*** Data under study Section Begins ***

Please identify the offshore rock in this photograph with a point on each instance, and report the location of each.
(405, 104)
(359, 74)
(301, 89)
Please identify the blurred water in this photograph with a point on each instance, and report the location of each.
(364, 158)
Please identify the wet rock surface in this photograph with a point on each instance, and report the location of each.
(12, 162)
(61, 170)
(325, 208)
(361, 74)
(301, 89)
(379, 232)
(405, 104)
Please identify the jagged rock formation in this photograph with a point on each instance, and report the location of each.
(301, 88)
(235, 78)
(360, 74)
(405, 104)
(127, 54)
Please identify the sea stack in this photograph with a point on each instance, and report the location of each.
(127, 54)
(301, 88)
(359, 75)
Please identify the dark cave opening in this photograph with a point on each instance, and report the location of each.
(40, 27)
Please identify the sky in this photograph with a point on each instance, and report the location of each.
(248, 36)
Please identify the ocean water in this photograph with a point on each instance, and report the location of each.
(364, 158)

*** Data under study Section Ends ***

Activity: Retype the lines from the one containing "Please identify the sea" to the last line above. Change nothing and include no others.

Exercise answer:
Please identify the sea stack in this photograph with a point on each instance, and report the location of each.
(127, 54)
(301, 88)
(359, 75)
Please identify the dark cave opening in this photograph with a point on each instance, and report the location of each.
(40, 27)
Please identify the sky in this photograph with a point on each instance, and report the location of each.
(248, 36)
Please identify the ocean water in this photograph with a point on each instance, and report the location of each.
(364, 158)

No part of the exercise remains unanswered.